# Exercise prompt
Set down the whole listing verbatim.

━━━━━ Material shown

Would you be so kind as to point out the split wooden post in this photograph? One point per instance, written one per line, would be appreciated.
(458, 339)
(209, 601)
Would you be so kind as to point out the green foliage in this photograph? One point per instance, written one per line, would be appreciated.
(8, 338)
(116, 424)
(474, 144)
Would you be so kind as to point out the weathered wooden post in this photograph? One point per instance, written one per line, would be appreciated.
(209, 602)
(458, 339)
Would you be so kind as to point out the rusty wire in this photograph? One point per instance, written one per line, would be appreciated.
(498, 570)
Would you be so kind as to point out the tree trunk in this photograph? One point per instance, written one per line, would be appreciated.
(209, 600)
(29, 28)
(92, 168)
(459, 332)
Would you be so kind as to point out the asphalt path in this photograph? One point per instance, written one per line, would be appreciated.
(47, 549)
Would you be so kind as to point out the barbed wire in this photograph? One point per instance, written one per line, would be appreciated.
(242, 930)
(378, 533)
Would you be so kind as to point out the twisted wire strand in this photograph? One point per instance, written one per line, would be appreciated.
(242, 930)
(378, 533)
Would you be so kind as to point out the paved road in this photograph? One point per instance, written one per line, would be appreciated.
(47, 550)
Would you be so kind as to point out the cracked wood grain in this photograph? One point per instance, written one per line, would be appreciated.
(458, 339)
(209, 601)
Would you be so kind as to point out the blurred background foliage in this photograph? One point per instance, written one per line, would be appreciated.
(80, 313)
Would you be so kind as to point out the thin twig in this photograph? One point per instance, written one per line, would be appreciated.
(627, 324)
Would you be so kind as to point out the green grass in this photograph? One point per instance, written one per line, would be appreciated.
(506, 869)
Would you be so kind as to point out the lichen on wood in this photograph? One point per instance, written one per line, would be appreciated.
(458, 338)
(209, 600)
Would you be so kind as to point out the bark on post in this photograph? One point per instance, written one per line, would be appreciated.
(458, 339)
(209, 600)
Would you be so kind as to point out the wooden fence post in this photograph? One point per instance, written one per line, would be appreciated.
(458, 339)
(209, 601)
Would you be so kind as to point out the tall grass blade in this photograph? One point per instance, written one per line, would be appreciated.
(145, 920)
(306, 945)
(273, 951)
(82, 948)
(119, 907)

━━━━━━━━━━

# Answer to the exercise
Would you be so kind as to point out the split wooden post in this photograph? One point per instance, written one per line, would be appreciated.
(458, 339)
(209, 601)
Would you be so kind as to point out the green foliage in this photograph? One point per instance, written one per line, would be appreciated.
(8, 338)
(116, 424)
(474, 144)
Would you be so kind as to point out the weathered wooden post in this photograph? One point per instance, written one per line, would be appreciated.
(209, 602)
(458, 339)
Would you be so kind as to point out the rusty wire in this photograph? One point per instance, written one per line, would be appreciated.
(498, 570)
Would you be so kind as to point out the tree trunk in this photograph? One point per instance, written one per line, would be appreciated.
(209, 600)
(29, 28)
(92, 168)
(459, 332)
Would you be so kind as to point out the asphalt path in this photograph? One point per instance, written one per line, would be appreciated.
(47, 549)
Would you be so kind as to point out the barbed wire in this photograph? One point per instance, written one per line, would be appreciated.
(242, 930)
(378, 533)
Would you be so kind as to point out the twisted wire strand in this photograph? One point per instance, written one per line, would be appreciated.
(242, 930)
(378, 533)
Would you be so kind as to point out the paved road in this photograph? One point per instance, written one per line, would be appreciated.
(47, 550)
Would you be so kind as to point out the cracked wood grain in this photograph? One point per instance, written one per line, would be appreciated.
(458, 339)
(209, 601)
Would you be so kind as to point out the blurred background foliage in this photograph? One point per instance, written one per line, would be appreciated.
(80, 313)
Would you be so kind as to point out the thin twig in this photograph? One point per instance, written one per line, would be appreciated.
(627, 324)
Would you be so kind as to point out the green grass in this photograph? One point per instance, written one per line, would be appreciated.
(506, 869)
Would you be so kind as to point out the lichen on wood in this photograph? One point per instance, written one per line, would be appreciated.
(458, 338)
(209, 600)
Would you be so kind as to point out the bark on post in this photograph? One point per instance, written one per line, would be appreciated.
(458, 339)
(209, 600)
Would you be so kind as to point out the wooden fence post in this photograph? One point per instance, written one per line, would be appreciated.
(458, 339)
(209, 601)
Would you be so kind as to point out the tall grass blade in this photograph? One point per instance, written one per line, would be appreciated.
(145, 920)
(306, 945)
(273, 951)
(82, 948)
(119, 907)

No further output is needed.